Stated problem 1
From the puppy forum thread, reproduce the passage that begins at "I look at so" and ends after "or get worse?".
Stated problem 2
Answer these questions about the puppy forum thread, one per line:
(a) What age group are the poster's children described as?
(b) Who in the household is said to be very invested and to really want a dog?
(c) According to the reply from hermioneee, why does the poster have the puppy blues ahead of time?

Text extract
Bluecirclesquare · 20/04/2023 21:26

We are getting a long awaited puppy. Researched the breed, the breeder, read the books etc, got training pencilled in for when puppy is old enough etc, i.e. all prep done. Thought about it and discussed it endlessly for years, it's not a snap decision.

All of a sudden I feel very anxious. I feel I can now only seeing the worst things about having a puppy. Up to a few days ago I was excited and looking forward to it as normal, and now it's like this mist of anxiety has descended and I am struggling to think about any of the nice bits. All I see is a lot of work, money, time and effort to go on this puppy (rightly so) but I am now feeling guilty that even though my DCs are getting older (tweens), most of my spare time (not to mention money, which we can well afford, but still) will be spent on the puppy/dog that I could be spending on them. Or even myself. I am well used to animals/dogs and love them but I am feeling something like dread right now the time is approaching that we get ours. Is this normal? Does it pass? It's like puppy blues but before the puppy has even arrived.

I look at so many other people who seem to happily manage DCs and work and puppies/dogs and although I'm a capable type of person I admit I am feeling panicky and a little bit trapped at the thought of this puppy. I've even (briefly) considered not going ahead but DH is very invested and really wants a dog, as I thought I did, but reality (and anxiety) is setting in. Is it just last minute jitters? Did anyone else feel like this before they'd got their puppy and did it settle or get worse?

OP posts:
hermioneee · 20/04/2023 21:37

It sounds like you've put a lot of thought into it and this is exactly why you have the puppy blues ahead of time.

Dataset records
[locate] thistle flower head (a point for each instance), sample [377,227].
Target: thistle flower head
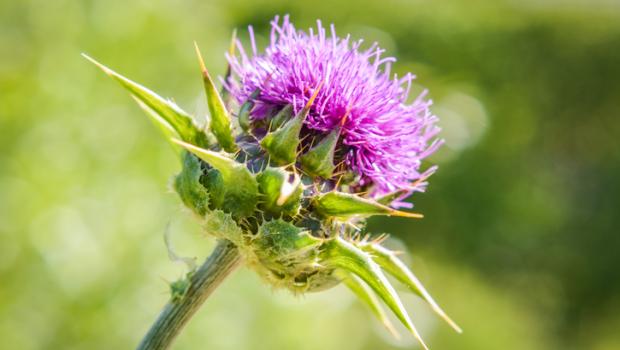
[383,137]
[323,138]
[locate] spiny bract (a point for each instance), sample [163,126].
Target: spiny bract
[285,182]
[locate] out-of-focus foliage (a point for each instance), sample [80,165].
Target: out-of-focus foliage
[520,241]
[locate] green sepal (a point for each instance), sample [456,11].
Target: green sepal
[164,112]
[187,184]
[279,239]
[219,124]
[283,115]
[345,205]
[281,145]
[238,191]
[395,267]
[226,96]
[179,288]
[366,295]
[221,225]
[319,161]
[246,108]
[392,196]
[344,255]
[279,195]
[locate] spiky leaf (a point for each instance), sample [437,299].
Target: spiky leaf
[395,267]
[319,161]
[278,238]
[280,191]
[166,112]
[246,108]
[392,196]
[283,115]
[221,225]
[282,144]
[345,205]
[239,187]
[226,96]
[219,123]
[187,184]
[366,295]
[344,255]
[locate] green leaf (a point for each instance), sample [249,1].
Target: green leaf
[395,267]
[281,145]
[319,161]
[246,108]
[364,293]
[278,239]
[239,189]
[392,196]
[220,119]
[345,205]
[187,184]
[283,115]
[221,225]
[164,112]
[226,97]
[280,193]
[344,255]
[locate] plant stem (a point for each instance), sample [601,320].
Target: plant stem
[224,259]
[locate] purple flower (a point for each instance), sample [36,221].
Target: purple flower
[384,137]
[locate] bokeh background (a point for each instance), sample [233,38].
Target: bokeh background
[521,240]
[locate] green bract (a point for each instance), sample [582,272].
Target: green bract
[276,199]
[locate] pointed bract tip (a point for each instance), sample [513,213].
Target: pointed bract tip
[201,62]
[314,95]
[233,40]
[405,214]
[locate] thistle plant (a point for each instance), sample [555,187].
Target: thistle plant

Expected answer 1
I look at so many other people who seem to happily manage DCs and work and puppies/dogs and although I'm a capable type of person I admit I am feeling panicky and a little bit trapped at the thought of this puppy. I've even (briefly) considered not going ahead but DH is very invested and really wants a dog, as I thought I did, but reality (and anxiety) is setting in. Is it just last minute jitters? Did anyone else feel like this before they'd got their puppy and did it settle or get worse?

Expected answer 2
(a) Tweens.
(b) DH.
(c) Because the poster has put a lot of thought into it.